▸ Problem to work on:
Using the data below, return every line that holds the word "segment".

▸ Available data:
--- START ---

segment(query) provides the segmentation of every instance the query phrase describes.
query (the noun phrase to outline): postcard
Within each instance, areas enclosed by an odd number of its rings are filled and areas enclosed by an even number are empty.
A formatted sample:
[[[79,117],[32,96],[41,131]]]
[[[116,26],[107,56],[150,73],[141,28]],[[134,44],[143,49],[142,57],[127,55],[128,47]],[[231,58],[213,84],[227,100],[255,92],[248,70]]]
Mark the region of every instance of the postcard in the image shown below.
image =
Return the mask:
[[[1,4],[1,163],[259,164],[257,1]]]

--- END ---
--- START ---

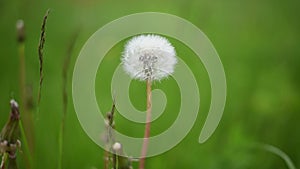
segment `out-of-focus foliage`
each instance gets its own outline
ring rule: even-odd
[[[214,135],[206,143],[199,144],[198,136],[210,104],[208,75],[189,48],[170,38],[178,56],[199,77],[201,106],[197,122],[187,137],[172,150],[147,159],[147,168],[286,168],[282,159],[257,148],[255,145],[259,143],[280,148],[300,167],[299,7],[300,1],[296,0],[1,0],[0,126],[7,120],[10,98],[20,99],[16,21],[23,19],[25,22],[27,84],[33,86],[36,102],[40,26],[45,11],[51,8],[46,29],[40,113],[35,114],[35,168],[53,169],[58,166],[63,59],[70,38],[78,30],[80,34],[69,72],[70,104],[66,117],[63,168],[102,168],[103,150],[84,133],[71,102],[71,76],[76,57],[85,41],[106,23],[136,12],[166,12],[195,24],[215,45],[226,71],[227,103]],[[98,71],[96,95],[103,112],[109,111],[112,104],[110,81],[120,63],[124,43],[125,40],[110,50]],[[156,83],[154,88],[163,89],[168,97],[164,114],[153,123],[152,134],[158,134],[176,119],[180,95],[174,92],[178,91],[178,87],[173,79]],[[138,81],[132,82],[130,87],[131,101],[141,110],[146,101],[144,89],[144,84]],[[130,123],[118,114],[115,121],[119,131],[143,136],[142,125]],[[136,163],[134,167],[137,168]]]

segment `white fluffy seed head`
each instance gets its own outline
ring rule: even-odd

--- END ---

▸ Answer section:
segment(query) provides the segmentation of every instance the query phrase describes.
segment `out-of-focus foliage`
segment `white fluffy seed head`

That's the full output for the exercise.